* Exercise instructions *
(a) Restate word for word the stretch of the Post Script album page from "- Released: September" through "Councillor Robin Ayling.".
(b) Name every person the Post Script album page mentions by name.
(c) According to the Post Script album page, what years do the unused Mark E. Smith vocal recordings on the album date from?

* Page text *
-----
Studio album by the Fall (official)
- Released: September 2026
- Label: Cog Sinister

The Fall (official) chronology
| New Facts Emerge (2017) | Post Script (2026) |  |

= Post Script (album) =

Post Script is an album attributed to post-punk band the Fall. Announced in June 2026, the album is set to be released in October 2026 through Cog Sinister/GONZO, a label run by Reform UK Councillor Robin Ayling.

Featuring unused vocal recordings of the band's founder and frontman Mark E. Smith, dating from 2001 to 2014, the album was recorded and assembled by Ed Blaney (the band's manager from 2000 to 2004) and Simon "Ding" Archer (the band's bassist from 2003 to 2004).

It is strongly disputed whether the album can be legitimately attributed to the Fall. Pamela Vander, Smith's fiance and the band's manager at the time of his death, says that neither she nor Smith's sister Suzanne sanctioned or approved the release of the album, however the estate of Mark E Smith ( The Fall ) have approved the album and release .
-----
* Source data *
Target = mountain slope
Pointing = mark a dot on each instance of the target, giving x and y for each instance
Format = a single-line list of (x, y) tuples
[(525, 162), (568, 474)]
-----
* Worked answers *
(a)
- Released: September 2026
- Label: Cog Sinister

The Fall (official) chronology
| New Facts Emerge (2017) | Post Script (2026) |  |

= Post Script (album) =

Post Script is an album attributed to post-punk band the Fall. Announced in June 2026, the album is set to be released in October 2026 through Cog Sinister/GONZO, a label run by Reform UK Councillor Robin Ayling.

(b)
Robin Ayling
Mark E. Smith
Ed Blaney
Simon "Ding" Archer
Pamela Vander
Suzanne (Smith's sister)

(c) From 2001 to 2014.